- _What you should do_
Pull every line of the data below into your reply verbatim, omitting the picture.

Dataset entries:
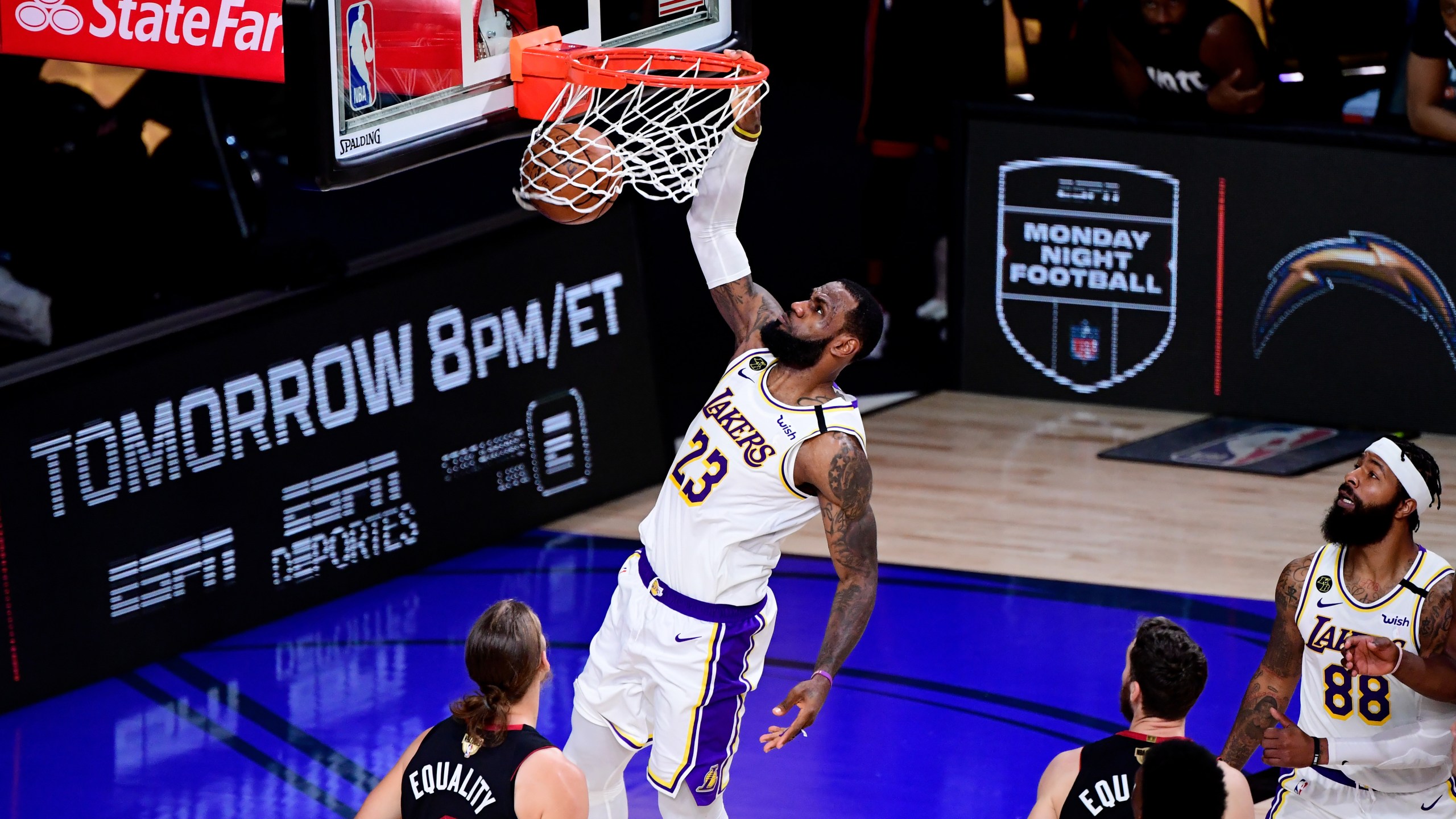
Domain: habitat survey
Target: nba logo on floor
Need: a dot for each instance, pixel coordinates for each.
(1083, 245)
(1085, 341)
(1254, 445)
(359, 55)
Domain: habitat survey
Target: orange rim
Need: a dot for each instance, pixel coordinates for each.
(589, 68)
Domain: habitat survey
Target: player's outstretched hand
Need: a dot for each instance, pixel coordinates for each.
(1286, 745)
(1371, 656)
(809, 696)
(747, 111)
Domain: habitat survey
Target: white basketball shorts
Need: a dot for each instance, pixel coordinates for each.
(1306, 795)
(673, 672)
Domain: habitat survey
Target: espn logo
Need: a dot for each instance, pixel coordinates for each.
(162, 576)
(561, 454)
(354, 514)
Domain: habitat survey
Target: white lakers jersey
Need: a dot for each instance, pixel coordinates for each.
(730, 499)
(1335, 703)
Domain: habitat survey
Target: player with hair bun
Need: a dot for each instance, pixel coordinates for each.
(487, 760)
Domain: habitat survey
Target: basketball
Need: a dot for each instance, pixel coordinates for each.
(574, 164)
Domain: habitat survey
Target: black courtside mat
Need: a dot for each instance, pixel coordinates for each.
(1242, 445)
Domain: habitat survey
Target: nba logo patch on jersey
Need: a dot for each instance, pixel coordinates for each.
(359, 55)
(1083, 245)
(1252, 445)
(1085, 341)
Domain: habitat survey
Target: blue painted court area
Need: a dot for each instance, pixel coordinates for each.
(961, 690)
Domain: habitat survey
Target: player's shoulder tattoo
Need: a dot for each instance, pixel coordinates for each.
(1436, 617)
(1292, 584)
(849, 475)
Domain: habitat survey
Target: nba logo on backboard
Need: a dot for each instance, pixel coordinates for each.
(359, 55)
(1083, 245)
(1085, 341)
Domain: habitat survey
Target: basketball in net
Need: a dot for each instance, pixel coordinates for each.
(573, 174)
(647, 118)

- _Complete output_
Domain: habitat survey
Target: nba logo on floor
Need: a dot for each instance, pixel coordinates for each.
(1083, 245)
(1085, 341)
(1254, 445)
(359, 55)
Domain: habitat survey
Target: orange rim
Need: a dot for each instance, pixel coordinates for each.
(589, 68)
Domain: habitat survey
Target: player's outstretched hand
Need: a dot for each instance, pixel coordinates for each.
(1286, 745)
(1371, 656)
(809, 696)
(747, 111)
Domain: habitat survey
Target: white basketball shorts
Need: a dot for each instance, pixel coordinates for each.
(1306, 795)
(673, 672)
Domain: habitat survey
Target: espn logo
Need: a dot for each instance, pixel coordinates for each.
(162, 576)
(561, 454)
(354, 514)
Domain: habitat survey
Target: white lakers jersey
Need: a dot for each instance, pixel coordinates for each.
(730, 499)
(1335, 703)
Domain: habitat survey
Target: player with hair bun
Need: a dot for each instance, pixel coordinates for each.
(487, 760)
Domain: habitat survey
Target: basketball
Need: a dot for each instance, pixel coordinates for each.
(574, 164)
Domain: habitat survey
Target: black courtside mat
Need: a dot for each instance, pixel coordinates for each.
(1242, 445)
Domain: habitat survey
Target: nba logo patch on jersey
Need: a dot for each instance, pixel coordinates for each.
(359, 55)
(1083, 245)
(1252, 445)
(1085, 341)
Domain: habitat survey
Target: blue painted court area
Need: a dot for each instance, pixel coordinates for each.
(961, 690)
Domain: habitat survey
Target: player's shoulder tattoo
Need: a dot for each instance, pixel coordinates for each.
(1436, 617)
(1292, 584)
(849, 475)
Domain: habitat survey
Target: nba logo on backboard
Need: a dot for each instance, pixel coordinates for each.
(359, 55)
(1083, 245)
(1085, 341)
Domain: habitat survey
Target: basketball in net
Need: a dot for each instance, pixel coordinates for each.
(573, 174)
(647, 118)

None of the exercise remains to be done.